DIRECTIVE: Rewrite each of the rows below with "mask" changed to "outline" wherever it occurs, leaving everything else the same.

RECORDED INFORMATION:
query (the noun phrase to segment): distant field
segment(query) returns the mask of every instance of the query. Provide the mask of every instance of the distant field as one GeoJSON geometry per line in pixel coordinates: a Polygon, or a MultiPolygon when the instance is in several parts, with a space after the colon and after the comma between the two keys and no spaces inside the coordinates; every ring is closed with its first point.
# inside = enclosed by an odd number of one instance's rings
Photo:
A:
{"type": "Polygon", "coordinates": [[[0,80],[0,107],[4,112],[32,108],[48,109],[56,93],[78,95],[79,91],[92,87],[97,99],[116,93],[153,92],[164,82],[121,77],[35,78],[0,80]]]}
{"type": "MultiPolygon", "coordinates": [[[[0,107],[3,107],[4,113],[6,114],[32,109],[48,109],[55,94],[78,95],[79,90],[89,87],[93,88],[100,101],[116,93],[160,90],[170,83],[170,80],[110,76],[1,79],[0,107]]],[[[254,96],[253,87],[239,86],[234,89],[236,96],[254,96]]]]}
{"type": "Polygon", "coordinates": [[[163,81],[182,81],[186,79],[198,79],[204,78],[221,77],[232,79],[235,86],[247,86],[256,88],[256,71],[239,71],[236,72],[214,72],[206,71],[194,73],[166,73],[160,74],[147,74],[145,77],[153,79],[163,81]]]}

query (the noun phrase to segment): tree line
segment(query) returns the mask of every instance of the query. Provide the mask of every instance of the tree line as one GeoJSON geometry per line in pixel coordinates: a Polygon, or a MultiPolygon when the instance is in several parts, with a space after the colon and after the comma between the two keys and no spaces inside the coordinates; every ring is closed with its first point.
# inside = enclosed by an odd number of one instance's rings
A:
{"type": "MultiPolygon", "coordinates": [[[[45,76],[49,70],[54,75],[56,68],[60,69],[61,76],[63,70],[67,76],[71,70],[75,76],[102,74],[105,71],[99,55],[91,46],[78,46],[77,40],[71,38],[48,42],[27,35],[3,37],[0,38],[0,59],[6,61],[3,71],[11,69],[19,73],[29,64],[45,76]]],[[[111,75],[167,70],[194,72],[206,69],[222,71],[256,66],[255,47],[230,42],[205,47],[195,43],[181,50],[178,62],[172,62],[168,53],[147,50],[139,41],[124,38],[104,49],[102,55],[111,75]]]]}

TASK OUTPUT:
query (the noun phrase to segment): distant field
segment(query) returns the outline of every instance of the query. Provide the outline of every instance of the distant field as one GeoJSON geometry per line in pixel coordinates: a Polygon, or a MultiPolygon when the instance is in several parts, with a space after the colon and after the comma between the two keys and no spaces inside the coordinates; every ring is closed with its first point.
# inside = enclosed by an odd number of one instance's rings
Photo:
A:
{"type": "Polygon", "coordinates": [[[0,80],[0,107],[4,112],[32,108],[48,109],[56,93],[78,95],[79,91],[92,87],[97,99],[116,93],[153,92],[164,82],[121,77],[35,78],[0,80]]]}
{"type": "MultiPolygon", "coordinates": [[[[0,107],[3,107],[4,113],[6,114],[32,109],[48,109],[55,94],[78,95],[79,90],[89,87],[93,88],[100,101],[116,93],[160,90],[170,83],[170,80],[110,76],[1,79],[0,107]]],[[[254,96],[253,87],[239,86],[234,89],[236,96],[254,96]]]]}
{"type": "Polygon", "coordinates": [[[163,81],[182,81],[186,79],[198,79],[204,78],[221,77],[232,79],[235,86],[247,86],[256,88],[256,71],[239,71],[236,72],[214,72],[206,71],[194,73],[166,73],[160,74],[147,74],[145,77],[153,79],[163,81]]]}

query (the noun phrase to segment): tree line
segment(query) returns the outline of every instance of the query. Provide the outline of every instance of the tree line as one GeoJSON geometry per line in pixel coordinates: a Polygon, or a MultiPolygon when the instance is in several parts, with a space after the colon and after the comma between the two keys and no spaces inside the coordinates; every ring is closed with its first point.
# inside = enclosed by an odd number of one instance's rings
A:
{"type": "MultiPolygon", "coordinates": [[[[45,76],[49,70],[54,75],[56,68],[60,69],[61,76],[63,70],[67,76],[71,70],[75,76],[102,74],[105,71],[99,55],[91,46],[78,46],[77,40],[71,38],[48,42],[27,35],[3,37],[0,38],[0,59],[6,61],[3,71],[11,69],[19,73],[29,64],[45,76]]],[[[111,75],[167,70],[194,72],[206,69],[222,71],[256,66],[255,47],[230,42],[205,47],[195,43],[181,50],[178,62],[172,62],[168,53],[147,50],[139,41],[124,38],[104,49],[102,55],[111,75]]]]}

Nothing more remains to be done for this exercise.